Data lines:

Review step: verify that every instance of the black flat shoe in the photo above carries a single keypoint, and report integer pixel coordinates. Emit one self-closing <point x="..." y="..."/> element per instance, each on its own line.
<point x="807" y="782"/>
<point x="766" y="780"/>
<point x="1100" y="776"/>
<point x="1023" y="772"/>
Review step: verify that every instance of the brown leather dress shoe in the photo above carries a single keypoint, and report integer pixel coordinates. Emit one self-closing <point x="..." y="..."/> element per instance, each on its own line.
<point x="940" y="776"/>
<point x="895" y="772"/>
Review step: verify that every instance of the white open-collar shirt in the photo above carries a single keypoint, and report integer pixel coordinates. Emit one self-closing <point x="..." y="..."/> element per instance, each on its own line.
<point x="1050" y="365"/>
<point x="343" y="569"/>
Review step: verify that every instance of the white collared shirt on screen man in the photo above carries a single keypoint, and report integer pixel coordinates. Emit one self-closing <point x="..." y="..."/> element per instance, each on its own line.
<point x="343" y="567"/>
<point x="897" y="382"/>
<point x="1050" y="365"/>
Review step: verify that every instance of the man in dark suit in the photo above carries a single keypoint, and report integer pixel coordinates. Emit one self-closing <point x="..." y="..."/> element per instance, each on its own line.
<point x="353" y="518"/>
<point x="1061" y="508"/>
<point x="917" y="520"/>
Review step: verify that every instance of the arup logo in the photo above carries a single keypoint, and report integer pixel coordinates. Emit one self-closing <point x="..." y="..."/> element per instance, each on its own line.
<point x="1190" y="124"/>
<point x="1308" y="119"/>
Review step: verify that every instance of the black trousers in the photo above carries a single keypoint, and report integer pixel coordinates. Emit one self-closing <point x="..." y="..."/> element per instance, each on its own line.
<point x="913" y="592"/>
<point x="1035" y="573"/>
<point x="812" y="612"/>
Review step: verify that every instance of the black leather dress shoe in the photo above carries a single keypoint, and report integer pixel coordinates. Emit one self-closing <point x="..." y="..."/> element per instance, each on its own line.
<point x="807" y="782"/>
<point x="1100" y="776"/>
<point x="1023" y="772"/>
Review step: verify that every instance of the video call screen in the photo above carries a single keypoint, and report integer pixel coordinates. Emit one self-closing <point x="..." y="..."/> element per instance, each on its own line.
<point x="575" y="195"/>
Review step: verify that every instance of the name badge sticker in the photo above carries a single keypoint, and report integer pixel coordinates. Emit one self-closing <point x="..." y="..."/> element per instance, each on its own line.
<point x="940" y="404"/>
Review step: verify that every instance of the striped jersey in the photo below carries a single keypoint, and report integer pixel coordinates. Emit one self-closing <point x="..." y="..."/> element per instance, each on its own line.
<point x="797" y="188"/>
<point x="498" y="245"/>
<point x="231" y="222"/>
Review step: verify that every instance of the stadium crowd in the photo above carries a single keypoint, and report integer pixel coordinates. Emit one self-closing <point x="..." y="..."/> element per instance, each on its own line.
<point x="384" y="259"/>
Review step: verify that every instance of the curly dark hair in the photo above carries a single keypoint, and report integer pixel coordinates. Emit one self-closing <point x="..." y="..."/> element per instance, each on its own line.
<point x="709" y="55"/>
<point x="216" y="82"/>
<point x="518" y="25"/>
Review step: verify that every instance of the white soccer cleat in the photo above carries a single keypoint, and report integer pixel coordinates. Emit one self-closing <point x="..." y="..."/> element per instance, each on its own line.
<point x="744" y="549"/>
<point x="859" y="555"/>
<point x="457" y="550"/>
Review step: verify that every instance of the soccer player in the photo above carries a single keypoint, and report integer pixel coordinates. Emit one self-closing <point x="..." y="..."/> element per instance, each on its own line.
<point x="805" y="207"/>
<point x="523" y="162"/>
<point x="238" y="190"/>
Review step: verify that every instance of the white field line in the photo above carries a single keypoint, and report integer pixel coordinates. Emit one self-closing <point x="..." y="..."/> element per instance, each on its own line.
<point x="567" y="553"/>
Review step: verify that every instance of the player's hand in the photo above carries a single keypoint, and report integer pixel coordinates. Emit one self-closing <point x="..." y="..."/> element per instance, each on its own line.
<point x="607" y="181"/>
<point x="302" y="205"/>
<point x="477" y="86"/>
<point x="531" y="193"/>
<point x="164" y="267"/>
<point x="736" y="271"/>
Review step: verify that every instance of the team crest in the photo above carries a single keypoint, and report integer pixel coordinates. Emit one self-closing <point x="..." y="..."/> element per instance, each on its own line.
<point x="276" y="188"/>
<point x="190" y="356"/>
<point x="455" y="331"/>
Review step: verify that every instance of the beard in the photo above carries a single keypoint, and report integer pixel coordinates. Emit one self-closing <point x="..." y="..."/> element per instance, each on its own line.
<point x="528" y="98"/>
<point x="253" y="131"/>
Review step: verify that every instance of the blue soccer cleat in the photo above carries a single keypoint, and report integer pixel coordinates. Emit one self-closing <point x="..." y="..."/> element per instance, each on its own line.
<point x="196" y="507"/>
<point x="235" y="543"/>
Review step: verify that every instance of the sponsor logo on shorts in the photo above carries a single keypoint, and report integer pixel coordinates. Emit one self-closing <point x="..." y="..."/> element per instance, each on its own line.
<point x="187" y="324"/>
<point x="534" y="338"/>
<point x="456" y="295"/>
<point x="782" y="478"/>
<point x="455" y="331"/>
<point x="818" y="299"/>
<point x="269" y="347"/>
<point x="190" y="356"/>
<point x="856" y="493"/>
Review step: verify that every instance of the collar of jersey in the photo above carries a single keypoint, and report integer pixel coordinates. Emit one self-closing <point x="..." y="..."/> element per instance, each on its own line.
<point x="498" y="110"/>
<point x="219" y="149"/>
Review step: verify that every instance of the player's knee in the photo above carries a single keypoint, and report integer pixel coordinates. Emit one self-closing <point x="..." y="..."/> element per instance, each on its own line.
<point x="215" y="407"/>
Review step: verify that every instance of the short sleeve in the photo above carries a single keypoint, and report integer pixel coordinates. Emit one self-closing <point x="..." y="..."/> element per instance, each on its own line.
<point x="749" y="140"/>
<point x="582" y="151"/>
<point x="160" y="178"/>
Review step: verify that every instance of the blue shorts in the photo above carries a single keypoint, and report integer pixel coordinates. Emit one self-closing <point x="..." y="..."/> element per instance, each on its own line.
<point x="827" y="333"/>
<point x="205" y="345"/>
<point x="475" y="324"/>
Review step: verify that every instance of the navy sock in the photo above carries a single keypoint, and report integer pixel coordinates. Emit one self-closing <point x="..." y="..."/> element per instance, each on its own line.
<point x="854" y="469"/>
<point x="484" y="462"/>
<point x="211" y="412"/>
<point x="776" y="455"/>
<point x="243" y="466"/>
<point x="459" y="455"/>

Instructions to follow: Carry over the data from the line containing "Review step: verify that every instance of the blue shorts" through the end of the data, both ends included, and add 132 to every x and y coordinate in the answers. Leave the request lines unchanged.

Task solution:
Review step: verify that every instance of the blue shorts in the photo above carries a single keypoint, and report integer pixel coordinates. Emit one self-closing <point x="..." y="..."/> element per instance, each on its own line.
<point x="959" y="465"/>
<point x="337" y="477"/>
<point x="607" y="456"/>
Review step: verify that every instance of the navy sock in the photo above carries a single keypoint, and report integer pixel coordinates. Emit one self-closing <point x="..." y="..."/> element per instance, each on its own line.
<point x="986" y="601"/>
<point x="616" y="594"/>
<point x="343" y="544"/>
<point x="908" y="587"/>
<point x="375" y="598"/>
<point x="591" y="587"/>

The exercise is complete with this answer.